"No hay nadie que haya jamás escrito o pintado, esculpido o modelado, construido, inventado, a no ser para salir del infierno". (Antonin Artaud)
Toda la trayectoria de la obra de Kenzaburo viene a concordar con la verdad de estas citas. Sabemos las circunstancias de su vida, y cómo los motivos que la inundan son, sobre todo, la desdicha producida por algunos encuentros trascendentales para su existencia, con su hijo, con su misterioso padre, y con el desprecio de su madre.
El fondo del relato que nos ocupa es esa novela
familiar plagada de locura. Desde él asistimos a un proceso de transformación,
de liberación, y no sabemos si de libertad. Lo primero que me evoca es uno de
los hechos más curiosos de nuestra vida anímica, el de que los hijos heredamos la culpa de los padres. Y
particularmente, sobre el hombre gordo se proyecta esa culpa como una mancha de
locura proveniente del Otro familiar, de sus dichos, de sus proyectos políticos
–los del padre— de sus agravios –los de la madre. En el trayecto, el hombre
gordo intenta descifrar esa herencia, cuál es el lugar que ocupa en ella y por
qué la recibió. En el medio, la problemática relación con el hijo viene a ser el
delirio que construye para sostenerse en la vida.
Por el compromiso que Kenzaburo Oe asume en
relación a su propia realidad y responsabilidad, me parece justo resaltar la
carga ética que atraviesa el relato. Asume una dirección inequívoca hacia su propia
soledad, eludiendo morales consoladoras, artificios redentores, posiciones
misericordiosas, confrontándose al encuentro con el territorio real que le
corresponde, esa soledad ineludible desde la que, quizá, pueda elaborarse algo
vital. Es una forma de no resignarse a un destino marcado por el Otro.

• TAREAS POR REALIZAR:
1) En el comentario sobre Kenzaburo Oe, ¿de quién es la cita que aparece al comienzo?
2) Edita el fragmento del comentario sobre Kenzaburo Oe que empieza con las palabras "Toda la trayectoria" y termina con "de su madre.", y pon "desgracia" en lugar de "desdicha".

Registros

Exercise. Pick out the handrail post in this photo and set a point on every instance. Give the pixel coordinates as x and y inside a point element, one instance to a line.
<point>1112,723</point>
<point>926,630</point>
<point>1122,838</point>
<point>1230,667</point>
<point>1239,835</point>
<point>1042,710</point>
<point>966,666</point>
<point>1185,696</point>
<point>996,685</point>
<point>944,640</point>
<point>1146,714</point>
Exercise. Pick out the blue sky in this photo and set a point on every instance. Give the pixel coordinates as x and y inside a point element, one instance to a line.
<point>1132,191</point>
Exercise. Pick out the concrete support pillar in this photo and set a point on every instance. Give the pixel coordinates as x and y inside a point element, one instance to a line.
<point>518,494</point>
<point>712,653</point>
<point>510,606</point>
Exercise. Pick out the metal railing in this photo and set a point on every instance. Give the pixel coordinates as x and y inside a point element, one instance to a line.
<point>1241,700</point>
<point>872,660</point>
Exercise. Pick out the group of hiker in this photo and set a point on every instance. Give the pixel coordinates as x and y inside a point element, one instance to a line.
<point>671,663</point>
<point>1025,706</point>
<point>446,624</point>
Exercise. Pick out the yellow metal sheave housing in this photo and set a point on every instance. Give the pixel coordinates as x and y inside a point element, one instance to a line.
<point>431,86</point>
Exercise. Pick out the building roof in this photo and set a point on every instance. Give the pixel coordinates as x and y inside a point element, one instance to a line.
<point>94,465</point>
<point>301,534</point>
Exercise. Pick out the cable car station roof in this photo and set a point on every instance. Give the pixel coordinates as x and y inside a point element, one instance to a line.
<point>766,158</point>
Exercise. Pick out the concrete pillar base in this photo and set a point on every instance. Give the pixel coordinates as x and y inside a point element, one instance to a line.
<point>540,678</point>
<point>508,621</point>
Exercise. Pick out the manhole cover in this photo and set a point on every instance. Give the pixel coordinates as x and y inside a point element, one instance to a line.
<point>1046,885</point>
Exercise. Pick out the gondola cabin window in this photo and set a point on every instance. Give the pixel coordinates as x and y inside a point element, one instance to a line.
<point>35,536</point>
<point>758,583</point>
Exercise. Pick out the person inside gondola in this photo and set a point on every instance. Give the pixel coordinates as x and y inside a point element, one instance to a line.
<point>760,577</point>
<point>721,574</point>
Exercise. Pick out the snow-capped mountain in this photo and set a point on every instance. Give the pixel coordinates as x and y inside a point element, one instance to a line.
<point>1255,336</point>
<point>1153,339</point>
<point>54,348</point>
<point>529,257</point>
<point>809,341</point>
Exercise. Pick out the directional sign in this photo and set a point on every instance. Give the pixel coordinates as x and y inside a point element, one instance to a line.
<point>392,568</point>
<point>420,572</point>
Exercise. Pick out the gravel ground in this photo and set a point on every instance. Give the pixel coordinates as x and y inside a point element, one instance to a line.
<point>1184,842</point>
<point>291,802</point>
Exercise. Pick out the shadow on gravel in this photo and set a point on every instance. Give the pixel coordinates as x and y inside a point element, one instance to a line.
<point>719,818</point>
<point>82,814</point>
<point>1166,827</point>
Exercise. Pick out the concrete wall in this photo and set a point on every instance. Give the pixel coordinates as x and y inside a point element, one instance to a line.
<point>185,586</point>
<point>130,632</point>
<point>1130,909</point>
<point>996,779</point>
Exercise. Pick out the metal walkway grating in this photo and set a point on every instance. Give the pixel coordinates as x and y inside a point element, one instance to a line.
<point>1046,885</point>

• RESPUESTAS:
1) De Antonin Artaud.

2)
Toda la trayectoria de la obra de Kenzaburo viene a concordar con la verdad de estas citas. Sabemos las circunstancias de su vida, y cómo los motivos que la inundan son, sobre todo, la desgracia producida por algunos encuentros trascendentales para su existencia, con su hijo, con su misterioso padre, y con el desprecio de su madre.